- [Activity list]:
1. From the tariffs article, copy the passage starting at "Yet, economists rightly" and ending at "few square miles.".
2. In the tariffs article, which supporting industries does an effort to replicate a single factory in Ohio ignore?
3. Rewrite the paragraph of the tariffs article that begins "China's domestic market is a behemoth" as a short list that keeps its main facts.

- [Exercise passage]:
================

By Professor Dato Dr Ahmad Ibrahim
Tariffs haunt the global economy once more. Washington under Trump, driven by a potent mix of economic anxiety and political nostalgia, slaps high duties on imports coming from literally all countries of the world, dreaming of smokestacks rising again across the Rust Belt. It is all about making America great again, MAGA. Many see it as a desperate lunge to reclaim a manufacturing supremacy, which USA once ruled high, perceived as lost to the East, primarily China.

Yet, economists rightly warn this is an impossible path. Why? Because the past three decades haven’t merely shifted factory jobs; they have forged an industrial ecosystem in China so vast, integrated, and advanced that tariffs are less a strategy and more a self-inflicted wound for the West.
China has executed a masterful, long-term strategy to become the world’s indispensable factory. It took them decades to be where they are now. Catching up by the West is a massive task. At one time they were labelled as copycats of the West. Not anymore. China isn’t just about individual factories; it’s about clusters. Shenzhen isn’t just electronics; it’s an entire universe of suppliers, component makers, prototyping labs, and logistics hubs within a few square miles.
This “agglomeration economy” creates unparalleled efficiency and speed. Trying to replicate a single factory in Ohio ignores the critical mass of supporting industries – the resin suppliers, precision toolmakers, and specialized engineers – that took decades to coalesce in China. Tariffs can’t rebuild this intricate web overnight, or even over a decade.
China’s domestic market is a behemoth. This massive internal demand allows Chinese manufacturers to achieve economies of scale unimaginable elsewhere, driving down unit costs to levels Western producers, even without tariffs, struggle to match. It also provides a resilient base when global demand fluctuates. It is highly resilient. Tariffs might make some Chinese goods slightly more expensive in the US, but they do nothing to dent China’s overall scale advantage globally or domestically.

================

- [Records supplied]:
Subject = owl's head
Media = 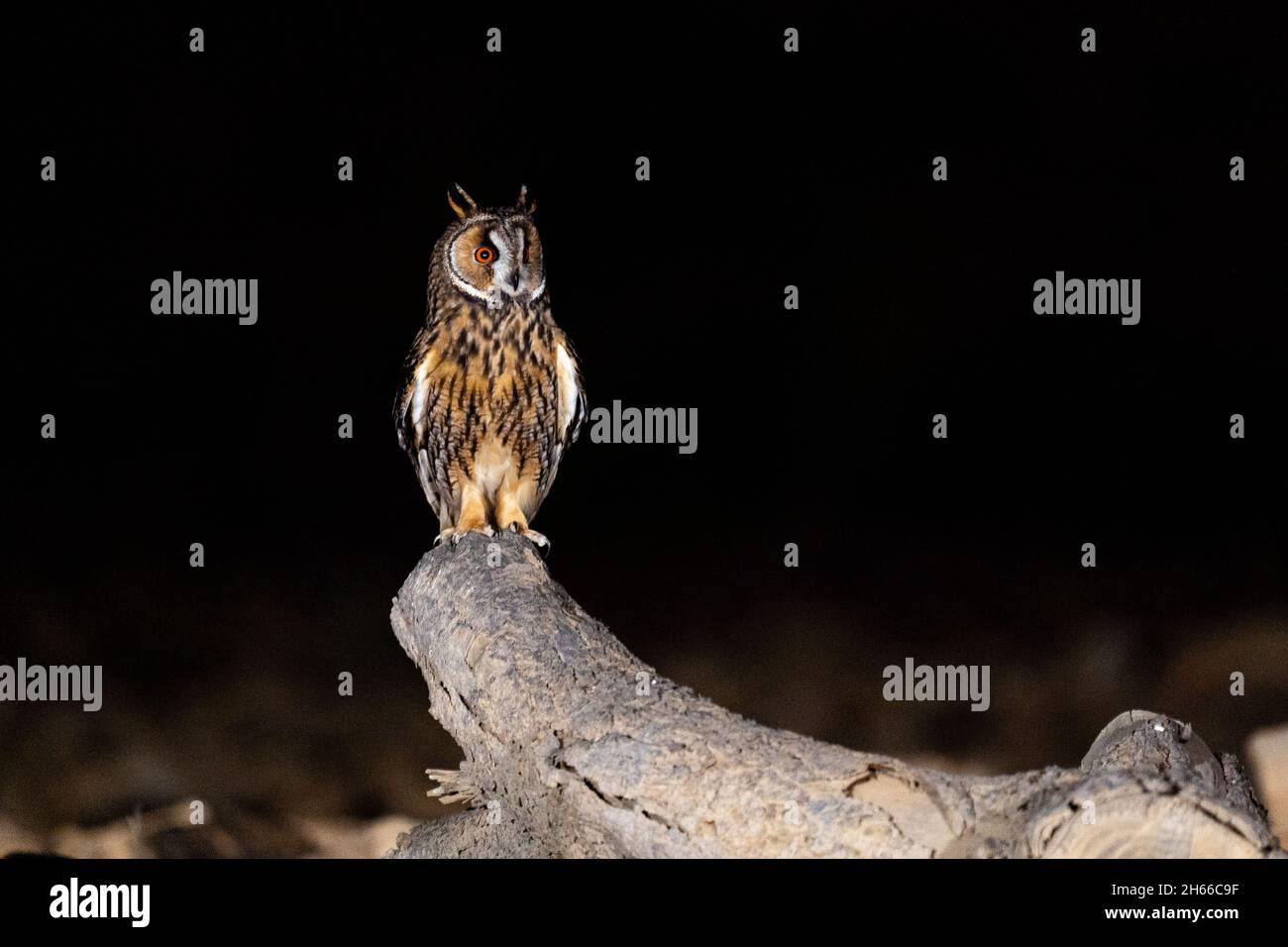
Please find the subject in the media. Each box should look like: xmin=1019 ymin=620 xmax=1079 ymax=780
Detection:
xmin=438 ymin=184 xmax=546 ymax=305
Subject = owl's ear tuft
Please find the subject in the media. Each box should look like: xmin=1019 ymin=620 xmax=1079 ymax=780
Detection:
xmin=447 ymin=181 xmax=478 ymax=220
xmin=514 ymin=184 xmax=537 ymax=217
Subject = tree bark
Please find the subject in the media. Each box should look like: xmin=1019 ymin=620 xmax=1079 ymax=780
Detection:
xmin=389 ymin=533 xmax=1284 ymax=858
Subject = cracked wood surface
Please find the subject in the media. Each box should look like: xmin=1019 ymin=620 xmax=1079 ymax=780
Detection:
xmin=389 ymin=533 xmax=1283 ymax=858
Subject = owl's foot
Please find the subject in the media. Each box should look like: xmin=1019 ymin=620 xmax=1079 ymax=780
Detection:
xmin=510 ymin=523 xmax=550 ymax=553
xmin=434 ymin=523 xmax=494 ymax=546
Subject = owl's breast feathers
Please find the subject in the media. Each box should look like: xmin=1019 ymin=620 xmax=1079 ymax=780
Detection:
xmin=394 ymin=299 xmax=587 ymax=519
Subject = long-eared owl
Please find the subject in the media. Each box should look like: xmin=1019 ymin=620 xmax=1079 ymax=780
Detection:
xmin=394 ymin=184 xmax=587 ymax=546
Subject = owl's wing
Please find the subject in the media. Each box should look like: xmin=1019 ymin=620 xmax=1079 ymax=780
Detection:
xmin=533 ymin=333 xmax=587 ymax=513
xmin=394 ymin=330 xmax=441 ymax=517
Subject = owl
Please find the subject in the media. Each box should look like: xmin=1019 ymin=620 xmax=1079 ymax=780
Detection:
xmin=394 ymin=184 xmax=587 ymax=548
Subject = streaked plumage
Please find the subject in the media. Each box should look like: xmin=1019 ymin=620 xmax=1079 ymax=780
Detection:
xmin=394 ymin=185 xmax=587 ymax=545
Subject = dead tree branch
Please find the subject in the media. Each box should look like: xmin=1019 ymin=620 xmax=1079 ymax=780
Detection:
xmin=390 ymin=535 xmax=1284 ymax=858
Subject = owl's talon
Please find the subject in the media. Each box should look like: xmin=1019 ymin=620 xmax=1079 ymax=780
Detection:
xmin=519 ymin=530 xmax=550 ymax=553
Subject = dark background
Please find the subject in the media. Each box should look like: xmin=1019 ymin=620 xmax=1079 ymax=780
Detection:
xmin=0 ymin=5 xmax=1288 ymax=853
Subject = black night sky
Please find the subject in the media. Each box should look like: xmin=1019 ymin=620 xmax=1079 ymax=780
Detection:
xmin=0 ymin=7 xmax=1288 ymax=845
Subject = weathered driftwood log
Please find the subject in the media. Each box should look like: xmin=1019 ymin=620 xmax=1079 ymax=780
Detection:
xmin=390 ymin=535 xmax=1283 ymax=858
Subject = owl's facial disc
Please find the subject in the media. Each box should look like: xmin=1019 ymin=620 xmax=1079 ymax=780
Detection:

================

- [Answers below]:
1.
Yet, economists rightly warn this is an impossible path. Why? Because the past three decades haven’t merely shifted factory jobs; they have forged an industrial ecosystem in China so vast, integrated, and advanced that tariffs are less a strategy and more a self-inflicted wound for the West.
China has executed a masterful, long-term strategy to become the world’s indispensable factory. It took them decades to be where they are now. Catching up by the West is a massive task. At one time they were labelled as copycats of the West. Not anymore. China isn’t just about individual factories; it’s about clusters. Shenzhen isn’t just electronics; it’s an entire universe of suppliers, component makers, prototyping labs, and logistics hubs within a few square miles.

2. Resin suppliers, precision toolmakers, and specialized engineers.

3.
- China's domestic market is enormous.
- That internal demand gives Chinese manufacturers economies of scale found nowhere else and drives unit costs down to levels Western producers struggle to match, even without tariffs.
- It also gives them a resilient base when global demand fluctuates.
- Tariffs may make some Chinese goods slightly pricier in the US, but they do not dent China's scale advantage, globally or at home.